THE DATA »
= = =

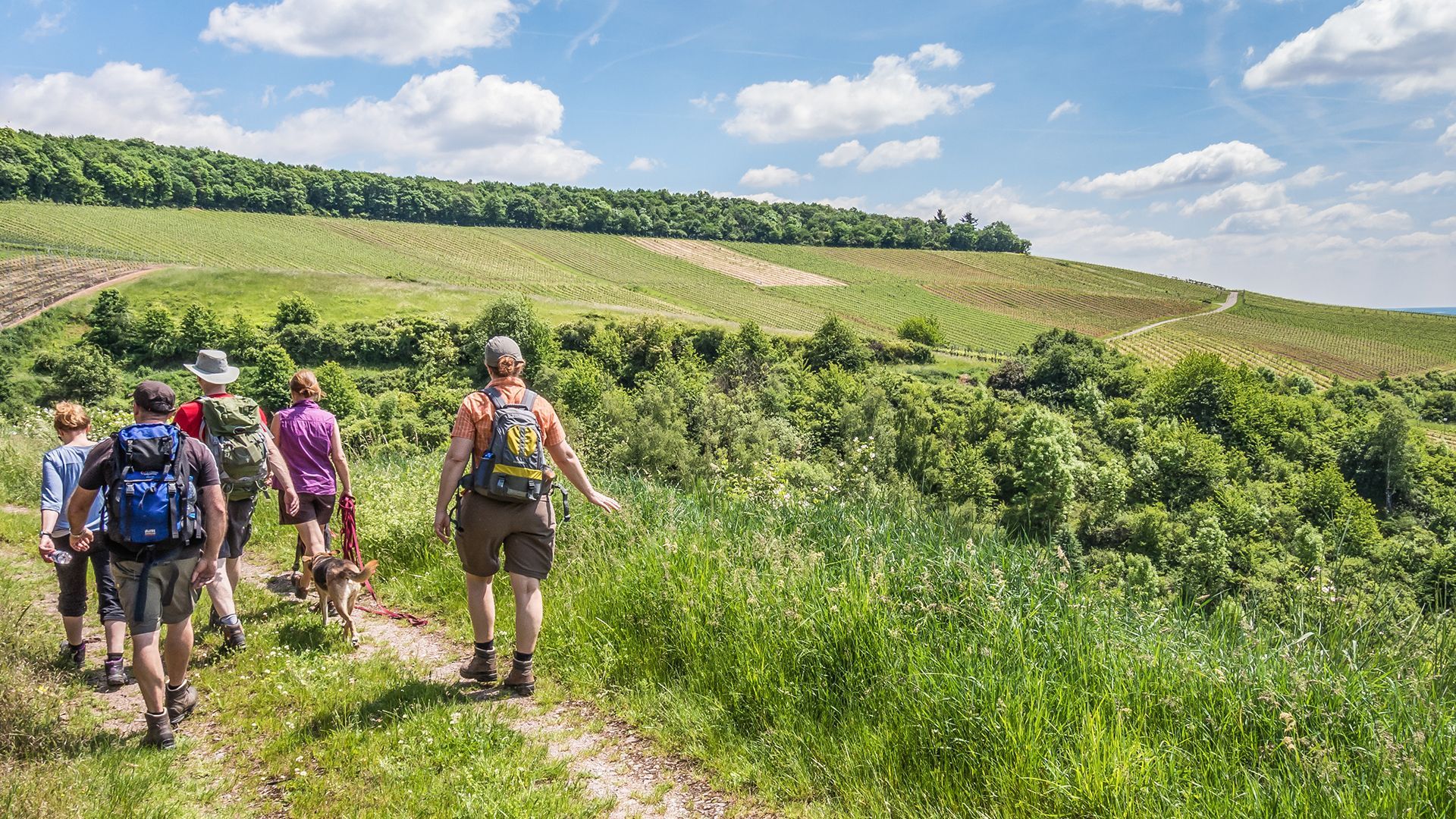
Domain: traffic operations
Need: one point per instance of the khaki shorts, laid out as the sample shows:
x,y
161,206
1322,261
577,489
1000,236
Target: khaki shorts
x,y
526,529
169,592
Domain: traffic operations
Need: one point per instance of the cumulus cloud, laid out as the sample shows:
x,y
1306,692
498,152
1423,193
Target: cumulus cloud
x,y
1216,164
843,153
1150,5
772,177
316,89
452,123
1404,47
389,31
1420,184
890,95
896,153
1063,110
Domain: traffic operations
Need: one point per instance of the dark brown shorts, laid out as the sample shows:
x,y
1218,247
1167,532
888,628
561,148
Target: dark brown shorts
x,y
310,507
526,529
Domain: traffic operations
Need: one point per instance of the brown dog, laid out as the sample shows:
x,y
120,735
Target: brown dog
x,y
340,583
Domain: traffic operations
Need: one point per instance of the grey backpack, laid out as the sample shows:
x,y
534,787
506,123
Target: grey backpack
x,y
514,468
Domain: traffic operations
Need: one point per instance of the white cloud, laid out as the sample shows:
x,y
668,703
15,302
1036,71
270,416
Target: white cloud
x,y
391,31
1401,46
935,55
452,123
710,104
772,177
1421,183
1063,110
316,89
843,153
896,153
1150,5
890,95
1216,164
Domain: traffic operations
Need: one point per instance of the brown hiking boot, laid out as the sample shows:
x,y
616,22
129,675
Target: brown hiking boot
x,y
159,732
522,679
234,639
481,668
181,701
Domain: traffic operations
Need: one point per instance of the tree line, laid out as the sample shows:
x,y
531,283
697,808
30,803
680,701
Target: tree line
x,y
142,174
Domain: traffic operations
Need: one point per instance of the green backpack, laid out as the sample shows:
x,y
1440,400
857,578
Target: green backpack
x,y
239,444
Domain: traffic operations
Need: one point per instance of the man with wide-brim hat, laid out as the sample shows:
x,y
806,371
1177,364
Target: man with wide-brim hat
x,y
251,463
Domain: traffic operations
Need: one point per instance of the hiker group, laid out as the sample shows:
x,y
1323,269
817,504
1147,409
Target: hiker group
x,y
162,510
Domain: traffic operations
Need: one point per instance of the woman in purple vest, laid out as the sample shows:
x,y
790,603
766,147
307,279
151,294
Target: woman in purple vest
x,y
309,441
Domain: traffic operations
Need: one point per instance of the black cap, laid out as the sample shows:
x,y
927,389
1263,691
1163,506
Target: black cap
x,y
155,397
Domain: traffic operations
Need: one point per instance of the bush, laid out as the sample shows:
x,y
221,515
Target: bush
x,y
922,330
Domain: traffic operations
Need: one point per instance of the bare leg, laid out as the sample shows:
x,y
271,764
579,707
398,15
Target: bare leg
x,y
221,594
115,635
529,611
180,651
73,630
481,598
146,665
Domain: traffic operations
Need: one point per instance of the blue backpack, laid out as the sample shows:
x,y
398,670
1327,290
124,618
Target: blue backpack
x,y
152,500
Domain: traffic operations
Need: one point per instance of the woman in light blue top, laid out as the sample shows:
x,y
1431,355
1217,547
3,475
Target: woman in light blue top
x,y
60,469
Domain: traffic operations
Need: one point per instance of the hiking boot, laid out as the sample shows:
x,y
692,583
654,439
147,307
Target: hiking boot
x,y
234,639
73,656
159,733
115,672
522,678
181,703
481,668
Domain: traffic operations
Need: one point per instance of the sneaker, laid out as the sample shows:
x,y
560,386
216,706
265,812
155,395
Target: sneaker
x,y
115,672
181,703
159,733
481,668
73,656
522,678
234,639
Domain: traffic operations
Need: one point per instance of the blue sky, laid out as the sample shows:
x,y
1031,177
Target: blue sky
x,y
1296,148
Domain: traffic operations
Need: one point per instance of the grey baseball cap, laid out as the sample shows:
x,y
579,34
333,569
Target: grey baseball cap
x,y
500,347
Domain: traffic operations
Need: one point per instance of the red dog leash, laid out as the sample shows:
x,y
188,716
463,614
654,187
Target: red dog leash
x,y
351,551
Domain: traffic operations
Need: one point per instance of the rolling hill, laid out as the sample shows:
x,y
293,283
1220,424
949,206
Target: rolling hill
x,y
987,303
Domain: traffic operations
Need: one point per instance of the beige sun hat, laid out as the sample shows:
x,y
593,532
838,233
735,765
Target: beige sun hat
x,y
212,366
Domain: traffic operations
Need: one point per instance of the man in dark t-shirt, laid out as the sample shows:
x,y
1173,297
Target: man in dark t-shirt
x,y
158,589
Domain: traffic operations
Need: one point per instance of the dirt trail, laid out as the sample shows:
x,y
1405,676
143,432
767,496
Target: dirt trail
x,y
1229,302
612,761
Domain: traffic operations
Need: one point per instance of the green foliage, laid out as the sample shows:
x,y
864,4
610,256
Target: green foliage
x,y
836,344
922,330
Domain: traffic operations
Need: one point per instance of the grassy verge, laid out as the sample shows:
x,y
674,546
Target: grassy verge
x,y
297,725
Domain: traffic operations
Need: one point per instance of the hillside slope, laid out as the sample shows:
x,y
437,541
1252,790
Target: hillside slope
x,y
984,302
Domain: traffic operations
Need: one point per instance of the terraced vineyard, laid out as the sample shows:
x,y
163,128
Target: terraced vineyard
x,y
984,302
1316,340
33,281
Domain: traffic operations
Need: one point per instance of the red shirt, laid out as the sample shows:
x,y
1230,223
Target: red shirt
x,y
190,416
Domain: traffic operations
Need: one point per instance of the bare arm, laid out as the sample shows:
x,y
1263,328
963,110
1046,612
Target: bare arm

= = =

EXERCISE PROMPT »
Write the entries above out in full, exactly, with no images.

SOLVED EXERCISE »
Domain: traffic operations
Need: one point per instance of the khaki shorts, laid out as the sample shows:
x,y
161,206
1322,261
577,489
1000,236
Target: khaki shorts
x,y
526,529
169,592
Domain: traffic operations
Need: one point per instance of the cumulus cloud, laid out as the sample shows:
x,y
1306,692
498,152
1423,193
Target: cumulus cloud
x,y
1216,164
843,153
1150,5
772,177
316,89
452,123
1404,47
389,31
1420,184
890,95
896,153
1063,110
Domain: traffic operations
Need: one point per instance of the dark brown shorts, laid out as the sample shows:
x,y
1218,247
1167,532
888,628
561,148
Target: dark brown shorts
x,y
310,507
526,529
Domain: traffic operations
Need: one point per instance of the brown dog, laid out as the sample shows:
x,y
120,735
Target: brown dog
x,y
340,583
Domain: traffic operations
Need: one point per instance of the grey backpack, laid out as the sample shows:
x,y
534,787
506,123
Target: grey backpack
x,y
514,468
Domain: traffic operations
Need: one point per instance of the white cloud, laid out as the sample shows:
x,y
668,703
15,302
1036,71
270,416
Target: white cloud
x,y
391,31
1401,46
935,55
452,123
710,104
772,177
1421,183
1063,110
316,89
843,153
896,153
1150,5
890,95
1216,164
Domain: traffic operations
Need: one point per instance of the brown hiking boot, laid out as the sample shows:
x,y
616,22
129,675
Target: brown hiking boot
x,y
159,732
522,679
234,639
481,668
181,701
Domain: traffic operations
Need: one point per instance of the tree line, laid out as the sample shows:
x,y
531,283
697,808
30,803
680,701
Target: tree line
x,y
142,174
Domain: traffic operations
Need: one point per instance of the green backpack, laid out as the sample shows:
x,y
1440,400
857,578
Target: green backpack
x,y
239,444
Domain: traffic operations
Need: one point per instance of the man with wide-brim hat, laid out as the sample shows:
x,y
806,371
1177,364
Target: man with wide-brim hat
x,y
251,463
Domain: traffic operations
Need: one point per instance of the hiker group, laid out as the sample shows:
x,y
1323,269
817,504
1147,409
Target: hiker group
x,y
162,510
Domain: traffic operations
Need: one point per instance of the woman in purple vest, laid out as the sample shows:
x,y
790,603
766,147
307,279
151,294
Target: woman in purple vest
x,y
309,441
Domain: traffic operations
Need: one point per instance of the black cap, laid out as the sample shows:
x,y
927,389
1263,691
1163,506
Target: black cap
x,y
155,397
Domain: traffic operations
Need: one point per instance of the bush, laid out as the sample shows:
x,y
221,515
Target: bush
x,y
922,330
Domain: traffic operations
Need: one point per instance of the bare leg, laid out as the sample shows:
x,y
271,764
579,707
398,15
Target: bare leg
x,y
221,594
115,635
529,611
180,651
73,630
481,598
146,665
Domain: traffic operations
Need: one point per instance of the blue backpack, laid out as the sample shows:
x,y
398,670
1327,290
124,618
Target: blue backpack
x,y
152,500
Domain: traffic operations
Need: one point per instance of the woman in light blue top, laid out as the sample shows:
x,y
1431,355
1217,547
3,475
Target: woman in light blue top
x,y
60,469
Domain: traffic operations
Need: one point per instance of the hiking boot, laid out as the sample shows:
x,y
692,583
654,439
147,307
Target: hiking boot
x,y
234,639
73,656
159,733
115,672
522,678
181,703
481,668
Domain: traffic operations
Need: one point per instance of the sneaker, laid out as the sample shows:
x,y
560,386
216,706
265,812
155,395
Target: sneaker
x,y
115,672
181,703
159,733
481,668
73,656
522,678
234,639
Domain: traffic operations
Need: one point per instance of the blue sky, laid out as the sample shows:
x,y
1031,177
Target: blue sky
x,y
1296,148
Domain: traffic operations
Need: one point per instance of the grey baseball cap, laid out as the sample shows:
x,y
579,34
333,569
Target: grey baseball cap
x,y
500,347
Domain: traffic operations
Need: one point per instance of the red dog leash, laid out as the sample shows:
x,y
188,716
463,614
654,187
Target: red dog leash
x,y
351,551
Domain: traffic operations
Need: one point per instance of the rolling hill, laid out as the sample shows:
x,y
293,283
1220,424
949,206
Target: rolling hill
x,y
987,303
Domain: traffic operations
Need: one point per instance of the beige sun hat, laid out as the sample shows:
x,y
593,532
838,233
735,765
Target: beige sun hat
x,y
212,366
Domain: traffic operations
Need: one point per instance of the man in dark t-shirt, laid out as the sample shows:
x,y
1173,297
Target: man in dark t-shirt
x,y
158,589
Domain: traffic operations
Need: one point per instance of the dirt trail, laid out as the sample shows:
x,y
1405,676
143,432
767,496
Target: dirt trail
x,y
1229,302
612,761
Domain: traffic operations
Need: one point per instance of the green foliage, laid out as the sample shows:
x,y
864,4
610,256
Target: green foliage
x,y
836,344
922,330
Domain: traffic operations
Need: one point per instance of the grassy verge, laid out as the sample shows:
x,y
674,546
Target: grassy verge
x,y
297,725
Domain: traffic operations
Need: one point per instance of the hillside slope, laid out as the sample shows:
x,y
437,541
1252,790
Target: hillside slope
x,y
984,302
Domain: traffic operations
Need: one point per instance of the terraced vineyard, laid out as the sample shows:
x,y
163,128
Target: terraced vineyard
x,y
984,302
1316,340
33,281
Domain: traffic operations
Need: one point per instance of the red shirt, laid out as the sample shows:
x,y
1230,223
Target: red shirt
x,y
190,416
Domain: traffic operations
Need: one point per instance of the bare arm, laid out as the sample shows:
x,y
1263,328
963,110
1046,612
Target: bare arm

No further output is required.